Re: DDL implementation details

Sergey Kozlov Mon, 16 Jan 2017 13:51:08 -0800

For the approach schema==cache it is not clear how it works for some cases
(especialy if SQL and regular cache operations are mixed):


1. I want to store two tables in same cache (same schema) and both tables
have identical structure like id Integer, name String.
How they will be processed for regular cache operations
put/putall/get/getall etc where we get cache instance by its name (on SQL
level we use the table name) ?

2. What's about ALTER TABLE statement? Will the changes for one table lock
all tables in the cache?

3. In the future if we will introduce table-based features like SQL roles
(as next step of SQL implementation) "many tables one cache" rule looks
like more difficult for its implementation.

p.s. may be we need to think about new entity called "table" (based on type
descriptor) inside cache to better support of SQL DDL


On Mon, Jan 16, 2017 at 11:06 PM, Sergi Vladykin <sergi.vlady...@gmail.com>
wrote:

> Dima,
>
> I agree that cache==table is definitely a wrong choice, but as far as I see
> Vova suggests having cache==tablespace instead of cache==schema. I tend to
> agree with this decoupling of physical and logical grouping, but the
> concern is that it will require much more work to do.
>
> Sergi
>
> 2017-01-16 21:35 GMT+03:00 Dmitriy Setrakyan <dsetrak...@apache.org>:
>
> > Vova,
> >
> > Currently I see only 2 ways we can proceed here:
> >
> >    1. cache == table
> >    2. cache == schema
> >
> > I agree that "cache==table" may be more flexible, but I don't think it
> will
> > work in Ignite.
- - - - - - -
Brief a: According to the DDL thread, what does Vova suggest having instead of cache==schema?
- - - - - - -
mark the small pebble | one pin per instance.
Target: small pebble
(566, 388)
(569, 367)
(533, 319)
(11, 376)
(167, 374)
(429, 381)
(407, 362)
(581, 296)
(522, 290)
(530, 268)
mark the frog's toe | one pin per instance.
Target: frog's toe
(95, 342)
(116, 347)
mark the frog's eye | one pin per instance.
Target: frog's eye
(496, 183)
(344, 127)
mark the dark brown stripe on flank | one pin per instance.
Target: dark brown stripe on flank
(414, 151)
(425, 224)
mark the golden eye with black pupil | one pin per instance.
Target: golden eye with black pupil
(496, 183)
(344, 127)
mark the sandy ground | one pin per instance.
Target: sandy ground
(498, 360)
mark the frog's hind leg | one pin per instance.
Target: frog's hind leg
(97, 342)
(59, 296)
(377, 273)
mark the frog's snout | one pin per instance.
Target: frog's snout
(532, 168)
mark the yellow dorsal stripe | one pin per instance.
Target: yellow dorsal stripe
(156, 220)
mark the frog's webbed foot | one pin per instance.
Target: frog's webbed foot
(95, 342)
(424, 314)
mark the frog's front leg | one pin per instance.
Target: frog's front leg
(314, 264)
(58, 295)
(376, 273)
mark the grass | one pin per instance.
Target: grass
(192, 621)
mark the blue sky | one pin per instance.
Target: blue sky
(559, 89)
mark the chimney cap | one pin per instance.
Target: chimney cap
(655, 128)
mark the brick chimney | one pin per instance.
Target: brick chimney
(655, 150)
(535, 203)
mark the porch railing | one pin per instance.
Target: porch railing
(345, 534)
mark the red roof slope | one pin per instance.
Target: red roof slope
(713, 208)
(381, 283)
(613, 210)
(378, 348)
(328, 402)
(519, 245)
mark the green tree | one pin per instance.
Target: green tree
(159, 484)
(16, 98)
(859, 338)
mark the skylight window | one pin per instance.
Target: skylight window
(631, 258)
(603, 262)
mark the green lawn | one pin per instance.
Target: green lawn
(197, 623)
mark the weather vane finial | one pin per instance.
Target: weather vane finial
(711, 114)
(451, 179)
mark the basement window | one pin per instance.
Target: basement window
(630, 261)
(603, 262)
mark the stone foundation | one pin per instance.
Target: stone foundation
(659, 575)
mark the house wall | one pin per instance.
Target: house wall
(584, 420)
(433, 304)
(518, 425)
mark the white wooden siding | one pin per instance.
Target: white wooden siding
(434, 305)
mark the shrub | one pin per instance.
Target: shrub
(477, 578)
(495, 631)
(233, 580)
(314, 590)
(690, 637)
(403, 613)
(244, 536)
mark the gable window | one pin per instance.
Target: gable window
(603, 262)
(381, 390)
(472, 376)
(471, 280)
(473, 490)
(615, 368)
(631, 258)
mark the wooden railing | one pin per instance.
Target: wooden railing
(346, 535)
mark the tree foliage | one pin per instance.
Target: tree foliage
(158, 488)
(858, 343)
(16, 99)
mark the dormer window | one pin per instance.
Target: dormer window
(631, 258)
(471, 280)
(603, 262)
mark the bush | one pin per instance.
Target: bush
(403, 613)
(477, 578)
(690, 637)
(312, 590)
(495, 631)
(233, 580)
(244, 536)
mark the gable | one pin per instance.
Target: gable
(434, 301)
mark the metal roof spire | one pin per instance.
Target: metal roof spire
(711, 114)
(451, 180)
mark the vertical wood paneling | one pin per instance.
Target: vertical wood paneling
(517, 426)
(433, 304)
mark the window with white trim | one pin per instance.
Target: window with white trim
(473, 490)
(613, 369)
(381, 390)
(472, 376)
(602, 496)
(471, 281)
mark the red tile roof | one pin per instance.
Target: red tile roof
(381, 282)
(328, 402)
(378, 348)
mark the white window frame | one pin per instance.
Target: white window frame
- - - - - - -
Brief b: Turn the lines of the listing, starting at the line that contains "mark the white window" and ending at the last line of the listing, into a numbered list, leaving out any blank lines.

Task answer a: Vova suggests having cache==tablespace instead of cache==schema.

Task answer b:
1. mark the white window frame | one pin per instance.
2. Target: white window frame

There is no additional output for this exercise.